| Provided data |
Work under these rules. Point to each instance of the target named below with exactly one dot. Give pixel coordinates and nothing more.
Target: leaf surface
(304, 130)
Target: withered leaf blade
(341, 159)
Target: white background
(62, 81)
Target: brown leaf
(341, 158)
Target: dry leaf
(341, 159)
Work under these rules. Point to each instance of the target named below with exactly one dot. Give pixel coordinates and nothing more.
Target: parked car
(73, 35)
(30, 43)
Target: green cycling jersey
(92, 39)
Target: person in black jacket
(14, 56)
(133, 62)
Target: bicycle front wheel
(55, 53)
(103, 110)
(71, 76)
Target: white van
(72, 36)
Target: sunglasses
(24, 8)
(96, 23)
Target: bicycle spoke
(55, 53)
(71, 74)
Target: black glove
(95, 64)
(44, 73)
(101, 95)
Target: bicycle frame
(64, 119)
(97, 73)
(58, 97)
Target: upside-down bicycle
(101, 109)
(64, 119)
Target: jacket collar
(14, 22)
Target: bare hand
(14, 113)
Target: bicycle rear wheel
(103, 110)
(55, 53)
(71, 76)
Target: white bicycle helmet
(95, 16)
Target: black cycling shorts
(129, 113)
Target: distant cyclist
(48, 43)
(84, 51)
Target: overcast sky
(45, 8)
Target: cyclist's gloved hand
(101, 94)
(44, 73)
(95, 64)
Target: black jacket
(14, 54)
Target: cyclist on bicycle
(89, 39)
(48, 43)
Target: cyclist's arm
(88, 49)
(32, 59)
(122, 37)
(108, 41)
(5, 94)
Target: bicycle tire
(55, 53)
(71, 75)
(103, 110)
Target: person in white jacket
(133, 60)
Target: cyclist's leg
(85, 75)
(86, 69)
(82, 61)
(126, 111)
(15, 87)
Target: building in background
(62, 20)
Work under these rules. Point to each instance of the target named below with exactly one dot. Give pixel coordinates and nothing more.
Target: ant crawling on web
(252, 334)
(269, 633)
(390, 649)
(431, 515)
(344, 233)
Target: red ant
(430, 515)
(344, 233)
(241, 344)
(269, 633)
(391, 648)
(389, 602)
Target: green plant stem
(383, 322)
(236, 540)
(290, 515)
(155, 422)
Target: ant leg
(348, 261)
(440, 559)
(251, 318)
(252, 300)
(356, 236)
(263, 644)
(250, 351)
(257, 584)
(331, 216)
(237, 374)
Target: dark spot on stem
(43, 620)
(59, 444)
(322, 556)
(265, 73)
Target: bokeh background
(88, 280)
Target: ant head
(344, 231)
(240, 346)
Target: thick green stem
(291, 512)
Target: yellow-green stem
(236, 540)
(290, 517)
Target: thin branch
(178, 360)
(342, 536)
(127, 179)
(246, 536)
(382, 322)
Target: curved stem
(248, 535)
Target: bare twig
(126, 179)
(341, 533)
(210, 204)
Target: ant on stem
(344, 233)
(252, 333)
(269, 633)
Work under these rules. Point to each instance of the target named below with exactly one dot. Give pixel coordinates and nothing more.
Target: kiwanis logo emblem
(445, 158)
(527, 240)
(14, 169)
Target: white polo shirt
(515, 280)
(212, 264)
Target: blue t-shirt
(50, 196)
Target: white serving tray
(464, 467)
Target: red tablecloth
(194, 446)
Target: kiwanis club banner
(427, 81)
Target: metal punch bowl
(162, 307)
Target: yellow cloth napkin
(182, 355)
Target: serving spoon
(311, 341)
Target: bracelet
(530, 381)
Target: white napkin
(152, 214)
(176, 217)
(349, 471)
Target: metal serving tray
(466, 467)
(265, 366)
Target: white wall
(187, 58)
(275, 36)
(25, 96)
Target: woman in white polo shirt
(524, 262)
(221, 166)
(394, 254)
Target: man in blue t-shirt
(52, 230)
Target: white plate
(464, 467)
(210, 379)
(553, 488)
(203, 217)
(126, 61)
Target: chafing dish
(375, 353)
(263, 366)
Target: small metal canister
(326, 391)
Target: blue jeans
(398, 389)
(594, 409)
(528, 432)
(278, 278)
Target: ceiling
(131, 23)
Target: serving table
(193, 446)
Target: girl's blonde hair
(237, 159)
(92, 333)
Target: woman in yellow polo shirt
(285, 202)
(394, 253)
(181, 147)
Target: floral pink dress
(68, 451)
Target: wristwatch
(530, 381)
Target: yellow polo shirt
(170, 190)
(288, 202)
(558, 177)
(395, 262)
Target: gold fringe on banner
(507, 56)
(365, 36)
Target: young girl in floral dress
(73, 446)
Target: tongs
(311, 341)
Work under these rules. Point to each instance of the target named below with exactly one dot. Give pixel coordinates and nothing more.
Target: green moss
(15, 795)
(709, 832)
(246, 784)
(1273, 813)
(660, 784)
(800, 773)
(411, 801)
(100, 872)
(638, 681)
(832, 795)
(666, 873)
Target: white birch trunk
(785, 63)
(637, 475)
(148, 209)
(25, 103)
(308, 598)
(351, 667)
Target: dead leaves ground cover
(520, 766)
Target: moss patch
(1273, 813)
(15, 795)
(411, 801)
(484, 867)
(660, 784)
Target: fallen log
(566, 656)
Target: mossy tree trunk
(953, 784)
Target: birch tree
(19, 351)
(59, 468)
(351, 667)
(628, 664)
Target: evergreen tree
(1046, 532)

| Task directions |
Find the line that contains "Target: ceiling". Repeat it and every line after it, exactly as written, up to and including the last line of the records above.

| Reply to the task |
Target: ceiling
(131, 23)
Target: serving table
(193, 446)
Target: girl's blonde hair
(237, 159)
(92, 333)
Target: woman in yellow polo shirt
(285, 202)
(394, 253)
(181, 147)
Target: floral pink dress
(68, 451)
Target: wristwatch
(530, 381)
Target: yellow polo shirt
(170, 190)
(288, 202)
(558, 177)
(395, 262)
Target: gold fringe on banner
(507, 56)
(365, 36)
Target: young girl in floral dress
(73, 446)
Target: tongs
(311, 341)
Work under these rules. Point to each instance of the target named below with exactly one dot. Give pixel coordinates and nothing more.
Target: green moss
(15, 795)
(709, 832)
(246, 784)
(1273, 813)
(660, 784)
(800, 773)
(411, 801)
(100, 872)
(638, 681)
(832, 795)
(666, 873)
Target: white birch trunk
(785, 63)
(637, 475)
(148, 209)
(25, 103)
(308, 598)
(351, 667)
Target: dead leaves ground cover
(520, 766)
Target: moss patch
(1273, 813)
(15, 795)
(411, 801)
(484, 867)
(660, 784)
Target: fallen log
(566, 656)
Target: mossy tree trunk
(953, 784)
Target: birch tree
(19, 351)
(59, 468)
(351, 667)
(628, 664)
Target: evergreen tree
(1046, 532)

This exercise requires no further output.